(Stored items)

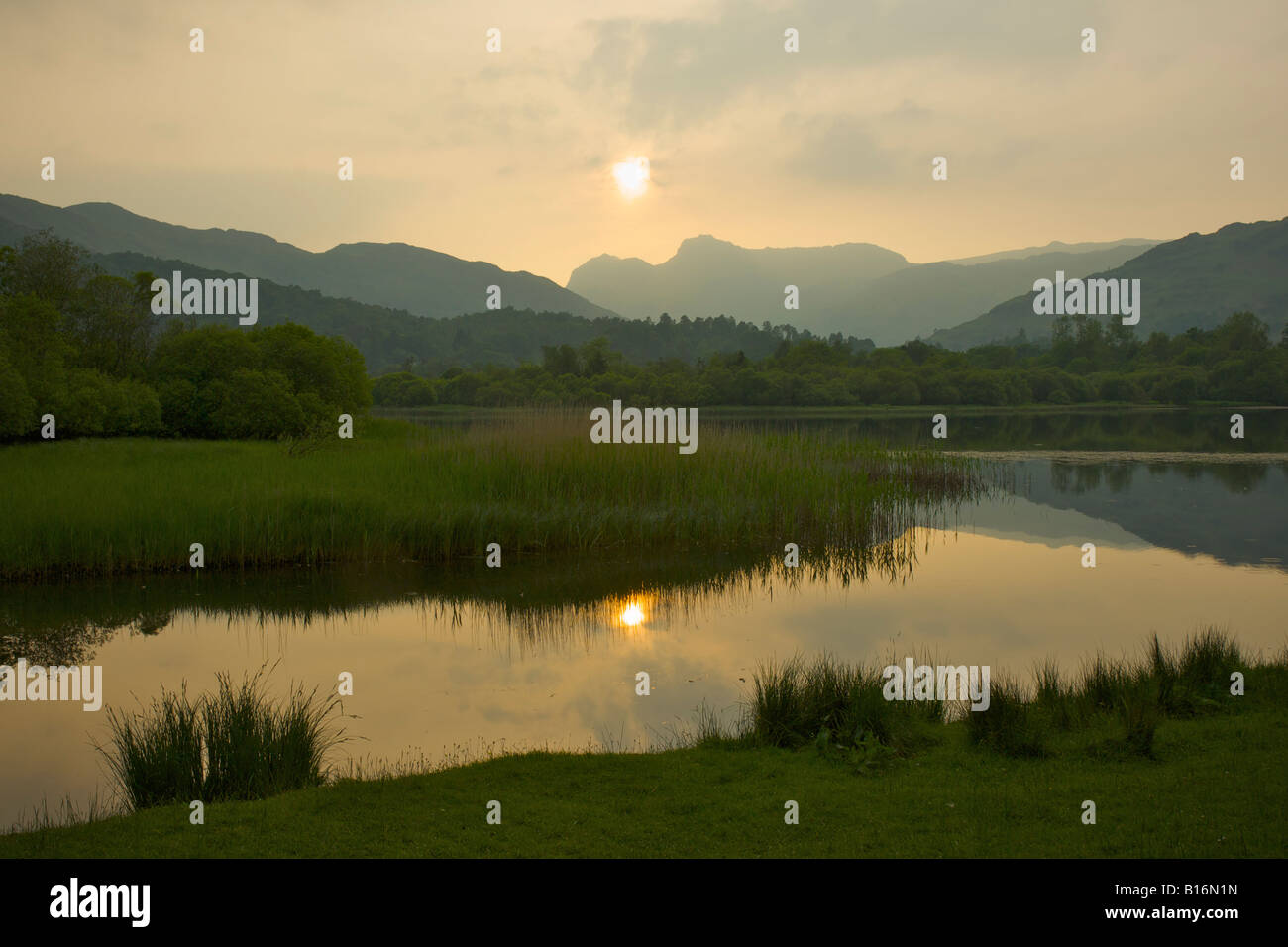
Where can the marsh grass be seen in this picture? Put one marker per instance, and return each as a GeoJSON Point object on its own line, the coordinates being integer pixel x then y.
{"type": "Point", "coordinates": [831, 703]}
{"type": "Point", "coordinates": [531, 480]}
{"type": "Point", "coordinates": [233, 744]}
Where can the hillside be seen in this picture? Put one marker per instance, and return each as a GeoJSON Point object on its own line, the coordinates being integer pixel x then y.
{"type": "Point", "coordinates": [1194, 281]}
{"type": "Point", "coordinates": [424, 282]}
{"type": "Point", "coordinates": [394, 338]}
{"type": "Point", "coordinates": [857, 289]}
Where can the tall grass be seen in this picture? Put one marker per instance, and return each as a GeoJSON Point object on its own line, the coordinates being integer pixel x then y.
{"type": "Point", "coordinates": [797, 702]}
{"type": "Point", "coordinates": [233, 744]}
{"type": "Point", "coordinates": [532, 482]}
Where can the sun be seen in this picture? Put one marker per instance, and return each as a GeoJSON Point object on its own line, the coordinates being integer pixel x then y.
{"type": "Point", "coordinates": [631, 176]}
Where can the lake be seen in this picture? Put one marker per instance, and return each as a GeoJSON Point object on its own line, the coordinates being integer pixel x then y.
{"type": "Point", "coordinates": [1189, 528]}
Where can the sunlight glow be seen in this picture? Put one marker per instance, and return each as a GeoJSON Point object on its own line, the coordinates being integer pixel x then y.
{"type": "Point", "coordinates": [632, 615]}
{"type": "Point", "coordinates": [631, 176]}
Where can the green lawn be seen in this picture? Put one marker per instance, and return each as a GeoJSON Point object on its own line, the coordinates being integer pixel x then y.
{"type": "Point", "coordinates": [1218, 788]}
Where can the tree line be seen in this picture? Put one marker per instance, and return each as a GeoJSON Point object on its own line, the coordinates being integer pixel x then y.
{"type": "Point", "coordinates": [85, 348]}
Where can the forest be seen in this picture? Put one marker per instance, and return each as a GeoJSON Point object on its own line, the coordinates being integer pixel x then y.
{"type": "Point", "coordinates": [82, 348]}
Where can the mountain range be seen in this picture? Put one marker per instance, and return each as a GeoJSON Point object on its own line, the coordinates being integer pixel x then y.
{"type": "Point", "coordinates": [1194, 281]}
{"type": "Point", "coordinates": [398, 275]}
{"type": "Point", "coordinates": [855, 289]}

- **Activity**
Your copy of the entries must be exact and must not include any of their pictures.

- **Answer area**
Where can the marsh grass be seen in this picture? Put one marker per instance, and return each as a GeoJSON Point object on its own line, the coordinates being integer pixel x then y.
{"type": "Point", "coordinates": [831, 703]}
{"type": "Point", "coordinates": [531, 480]}
{"type": "Point", "coordinates": [233, 744]}
Where can the hillside be seen in this picture? Put one marker per instance, and return each as a GeoJSON Point object on its own line, the coordinates being integer pixel x then y.
{"type": "Point", "coordinates": [1194, 281]}
{"type": "Point", "coordinates": [424, 282]}
{"type": "Point", "coordinates": [394, 338]}
{"type": "Point", "coordinates": [857, 289]}
Where can the tall grass be seen in this picture? Put one marker per instance, and return each as a GeoJSON Point object on its own line, the coordinates being integer pixel x then y.
{"type": "Point", "coordinates": [797, 702]}
{"type": "Point", "coordinates": [233, 744]}
{"type": "Point", "coordinates": [532, 482]}
Where can the sun be seen in this picture? Put one marker per instance, and return each as a GeoJSON Point object on its own line, the coordinates being integer pixel x then y.
{"type": "Point", "coordinates": [631, 176]}
Where can the lake be seen in this picture? Put one marker per instance, and return each as a GeoJSON Point object on its own line, the coordinates being integer pixel x then y.
{"type": "Point", "coordinates": [1189, 528]}
Where can the sunlight glow be seen in this picture? Put one marker per instance, and return each as a GeoJSON Point object on its own line, the coordinates being integer pixel x then y.
{"type": "Point", "coordinates": [632, 615]}
{"type": "Point", "coordinates": [631, 176]}
Where can the green lawn be seen in this picture? Put one marker per instance, and return each as a GeoJSON Point object on its own line, the coordinates being integer pixel x then y.
{"type": "Point", "coordinates": [1218, 788]}
Where can the tree line be seen in this picture? Put one marker per instance, and return each as a GeoJSON Point object on its own line, the coordinates being integer pixel x then y.
{"type": "Point", "coordinates": [85, 348]}
Where can the forest be seen in this picture? Put one marker per instance, and return each as a GeoJSON Point object on its own line, the coordinates being integer pixel x then y.
{"type": "Point", "coordinates": [82, 348]}
Where can the mountain range be seen in this picture? Put one marker per instance, and return each as a GeoJSON Point object on its own line, the coordinates being integer pixel x then y.
{"type": "Point", "coordinates": [1194, 281]}
{"type": "Point", "coordinates": [398, 275]}
{"type": "Point", "coordinates": [855, 289]}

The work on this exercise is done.